Point annotation items:
* * * * * * *
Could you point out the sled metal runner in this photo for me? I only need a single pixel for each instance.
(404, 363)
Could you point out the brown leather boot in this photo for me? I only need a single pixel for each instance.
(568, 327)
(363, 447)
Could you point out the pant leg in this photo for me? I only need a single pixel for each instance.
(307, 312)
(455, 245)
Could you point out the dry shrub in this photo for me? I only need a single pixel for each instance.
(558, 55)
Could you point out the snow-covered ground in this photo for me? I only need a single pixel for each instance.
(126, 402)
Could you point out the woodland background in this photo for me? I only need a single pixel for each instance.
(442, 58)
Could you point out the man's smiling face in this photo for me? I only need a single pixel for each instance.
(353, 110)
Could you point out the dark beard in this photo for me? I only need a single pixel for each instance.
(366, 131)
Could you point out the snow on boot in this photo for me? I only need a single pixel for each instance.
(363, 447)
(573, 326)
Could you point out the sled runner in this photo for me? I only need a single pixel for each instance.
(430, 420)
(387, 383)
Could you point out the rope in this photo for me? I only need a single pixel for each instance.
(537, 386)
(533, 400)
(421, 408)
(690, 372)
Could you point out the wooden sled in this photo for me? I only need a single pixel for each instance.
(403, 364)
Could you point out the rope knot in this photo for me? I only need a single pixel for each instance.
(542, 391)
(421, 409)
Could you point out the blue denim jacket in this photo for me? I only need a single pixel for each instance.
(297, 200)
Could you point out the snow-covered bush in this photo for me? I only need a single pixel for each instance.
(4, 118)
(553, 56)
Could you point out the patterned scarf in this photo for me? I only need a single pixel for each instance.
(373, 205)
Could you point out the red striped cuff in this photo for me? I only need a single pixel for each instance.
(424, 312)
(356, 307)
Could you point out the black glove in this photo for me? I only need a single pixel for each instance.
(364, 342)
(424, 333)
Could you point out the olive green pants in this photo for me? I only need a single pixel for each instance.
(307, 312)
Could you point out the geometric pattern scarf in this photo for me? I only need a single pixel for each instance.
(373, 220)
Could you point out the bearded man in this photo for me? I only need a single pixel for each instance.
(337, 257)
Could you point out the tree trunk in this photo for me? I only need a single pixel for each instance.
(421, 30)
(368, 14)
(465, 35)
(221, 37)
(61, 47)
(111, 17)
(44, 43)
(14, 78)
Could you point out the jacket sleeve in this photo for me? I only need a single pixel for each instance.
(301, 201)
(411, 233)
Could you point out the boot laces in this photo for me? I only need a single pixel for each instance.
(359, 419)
* * * * * * *
GOAL OF THE EXERCISE> Can you edit every one of the items above so that "single pixel" reads "one point", keeping everything else the same?

OUTPUT OF THE EXERCISE>
Could you point out the sled metal runner in this photo for me? I only need a one point for each instance.
(404, 363)
Could you point out the brown leather boot in this photo for me? I only need a one point for each instance.
(568, 327)
(363, 447)
Could you point out the pant leg in this photo for me? I only need a one point for each instance.
(307, 312)
(455, 245)
Could you point out the dry shrub in this photo for me? I only need a one point for each instance.
(558, 55)
Could you point out the snow-covered ground in this photo for me? I only need a one point for each instance.
(126, 402)
Could you point out the woodland background in this photo for me? I only need a one point for each instance.
(442, 58)
Could you point out the man's smiling face in this photo for me? I only need a one point for each instance.
(353, 110)
Could you point out the dark beard in this photo for me? I only need a one point for each instance.
(366, 131)
Could you point out the snow on boot in this photo for me? I only need a one point for each instance.
(363, 447)
(573, 326)
Could you point out the sled runner in this photo for me? I only need a one point for each instance.
(430, 420)
(387, 383)
Could you point out the rope in this photo for me? I only need a one point for each instance.
(537, 386)
(533, 400)
(421, 408)
(690, 372)
Could you point out the wooden sled in this photo for me? I only need a one point for each instance.
(403, 364)
Could you point out the rope knot in this photo for me? I only need a one point for each instance.
(542, 391)
(421, 409)
Could you point out the blue denim jacket in this photo for me? I only need a one point for each instance.
(297, 200)
Could you point out the snow-covered bush in this photo for me? I only need a one point for each instance.
(4, 118)
(553, 56)
Could you point out the patterned scarf in this photo for me? I only need a one point for each instance.
(373, 205)
Could you point out the red striped cuff in this photo for me? I only need a one point for each instance.
(424, 312)
(356, 307)
Could you point out the black glove in this photo for me? I only need a one point for each instance.
(364, 342)
(424, 333)
Could you point out the olive green pants in this photo for me? I only need a one point for each instance.
(307, 312)
Could you point out the geometric pattern scarf in this photo for me? I only need a one point for each instance.
(373, 220)
Could you point out the bearded man in this photo for me? I only need a one point for each instance.
(337, 257)
Could you point out the tree trunk in this photo for me? I only need a one point for each instance.
(421, 30)
(368, 14)
(465, 35)
(221, 37)
(61, 47)
(111, 17)
(44, 43)
(14, 78)
Could you point out the jacket sleeve in this photo for me? I only need a one point for each instance.
(301, 201)
(411, 233)
Could you point out the boot laces in this photo for me? I only need a one point for each instance.
(359, 419)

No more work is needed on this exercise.